WORK REQUIRED => Extract the final stretch of the data: the line that contains "Can you see the meat juices?" and every line after it, unaltered, and no other lines.

THE RECORDS =>
● ● ● ● ●
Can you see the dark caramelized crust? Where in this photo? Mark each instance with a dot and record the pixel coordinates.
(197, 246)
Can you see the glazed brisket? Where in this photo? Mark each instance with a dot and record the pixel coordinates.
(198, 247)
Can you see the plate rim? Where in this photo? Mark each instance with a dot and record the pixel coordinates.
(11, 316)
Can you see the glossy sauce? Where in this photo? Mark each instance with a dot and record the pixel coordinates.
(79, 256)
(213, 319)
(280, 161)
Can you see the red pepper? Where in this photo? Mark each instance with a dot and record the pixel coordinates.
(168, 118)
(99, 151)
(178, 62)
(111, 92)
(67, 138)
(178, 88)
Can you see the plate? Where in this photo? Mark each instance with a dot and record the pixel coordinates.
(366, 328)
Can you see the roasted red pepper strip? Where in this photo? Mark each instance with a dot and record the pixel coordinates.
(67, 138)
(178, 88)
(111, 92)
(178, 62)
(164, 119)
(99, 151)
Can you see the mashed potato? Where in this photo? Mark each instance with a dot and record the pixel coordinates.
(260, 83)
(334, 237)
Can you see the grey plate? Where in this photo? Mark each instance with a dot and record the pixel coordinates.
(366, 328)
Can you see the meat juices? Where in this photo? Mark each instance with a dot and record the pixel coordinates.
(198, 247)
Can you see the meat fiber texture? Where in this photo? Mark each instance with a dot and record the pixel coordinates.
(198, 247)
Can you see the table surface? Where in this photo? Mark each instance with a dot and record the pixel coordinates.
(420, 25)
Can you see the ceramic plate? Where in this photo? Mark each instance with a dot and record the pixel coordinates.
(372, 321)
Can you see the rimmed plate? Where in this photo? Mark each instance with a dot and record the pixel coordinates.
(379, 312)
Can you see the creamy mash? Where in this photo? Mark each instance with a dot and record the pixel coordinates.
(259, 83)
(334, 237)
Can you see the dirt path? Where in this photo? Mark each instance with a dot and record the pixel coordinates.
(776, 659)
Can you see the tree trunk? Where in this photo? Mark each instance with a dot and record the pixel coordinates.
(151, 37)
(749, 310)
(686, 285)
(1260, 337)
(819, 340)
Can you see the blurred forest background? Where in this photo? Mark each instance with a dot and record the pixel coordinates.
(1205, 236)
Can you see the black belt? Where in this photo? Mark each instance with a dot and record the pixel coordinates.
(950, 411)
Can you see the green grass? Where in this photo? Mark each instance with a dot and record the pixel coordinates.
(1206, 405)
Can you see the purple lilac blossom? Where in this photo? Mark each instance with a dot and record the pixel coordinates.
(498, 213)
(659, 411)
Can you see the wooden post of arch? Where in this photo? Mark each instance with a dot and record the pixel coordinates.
● ● ● ● ●
ANSWER IN FULL =>
Can you see the meat juices? Where in this photo? Mark each instance with a dot and record the pixel coordinates.
(198, 247)
Can you see the meat fiber texture? Where in this photo? Mark each instance with a dot and record the pixel coordinates.
(198, 247)
Can you see the table surface? Where in this photo? Mark each instance with a dot and record the pixel coordinates.
(420, 25)
Can you see the ceramic plate? Where in this photo? Mark each instance with a dot and record the pixel coordinates.
(372, 321)
Can you see the rimmed plate? Where in this photo? Mark each instance with a dot and record the pixel coordinates.
(379, 312)
Can you see the creamy mash? Where in this photo? Mark each instance with a dot and record the pixel coordinates.
(259, 83)
(334, 237)
Can you see the dirt path? Where in this photo? Mark each instance with a dot and record the pixel coordinates.
(776, 659)
Can you see the tree trunk? Where in this photo? Mark each instance with a dot and record the pixel coordinates.
(151, 37)
(749, 310)
(686, 285)
(1260, 337)
(819, 340)
Can you see the blurred forest background? Where in this photo? Mark each instance with a dot and record the pixel coordinates.
(1205, 236)
Can you see the black belt? Where in this photo? Mark each instance with a dot and record the pixel coordinates.
(950, 411)
Can you see the green grass? Where in this photo? Mark each instance with a dot and record the pixel coordinates.
(1206, 405)
Can you see the purple lilac blossom? Where in this photo? Mark each instance with a dot and record the pixel coordinates.
(498, 213)
(659, 411)
Can you see the wooden post of arch? Where in this photo? Mark each instance with a dot and record the pixel coordinates.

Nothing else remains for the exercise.